With Ubuntu and other Linuxes you could package the distribution inside
DEB/RPM etc. which would install Taverna (and dependencies) through the
system standard installers that the users will already be used to if
they've ever had to install any other software on their machine. That
way you could specify dependencies (in most Linuxes, including Ubuntu,
you can specify Sun Java as a dependency as opposed to the standard
system one) so that when Taverna is started (e.g. by typing "taverna2"
from a command-line, it having been installed into /usr/local/bin/ or
wherever by the RPM etc. thus being on the PATH) the user knows it will
Just Work TM. 

Doing it this way you could even include menu definition files that
conform to the GTK and KDE standards, thus making Taverna appear in the
Applications Menu (Ubuntu), Kicker (KDE), etc. - this way the
command-line can be removed from the process altogether.

**Information provided:**

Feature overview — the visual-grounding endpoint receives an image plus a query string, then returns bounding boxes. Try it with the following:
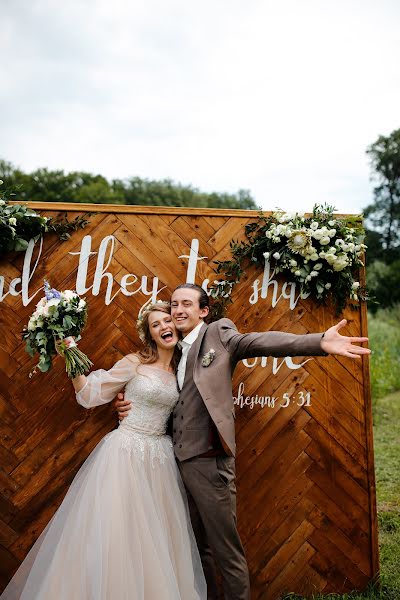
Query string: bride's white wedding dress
[1,355,207,600]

**Required work:**
**a)** Using the passage on packaging Taverna for Linux, answer these questions:
(i) What example command does the passage give for starting Taverna from a command line?
(ii) Which two desktop standards could the included menu definition files conform to?
(iii) What Java dependency does the passage say can be specified in most Linuxes?
**b)** From the passage on packaging Taverna, extract the wording from "With Ubuntu and" to "Just Work TM.".
The lines play no part in this work.

**Results by task:**
**a)**
(i) "taverna2"
(ii) GTK and KDE
(iii) Sun Java, as opposed to the standard system one

**b)**
With Ubuntu and other Linuxes you could package the distribution inside
DEB/RPM etc. which would install Taverna (and dependencies) through the
system standard installers that the users will already be used to if
they've ever had to install any other software on their machine. That
way you could specify dependencies (in most Linuxes, including Ubuntu,
you can specify Sun Java as a dependency as opposed to the standard
system one) so that when Taverna is started (e.g. by typing "taverna2"
from a command-line, it having been installed into /usr/local/bin/ or
wherever by the RPM etc. thus being on the PATH) the user knows it will
Just Work TM.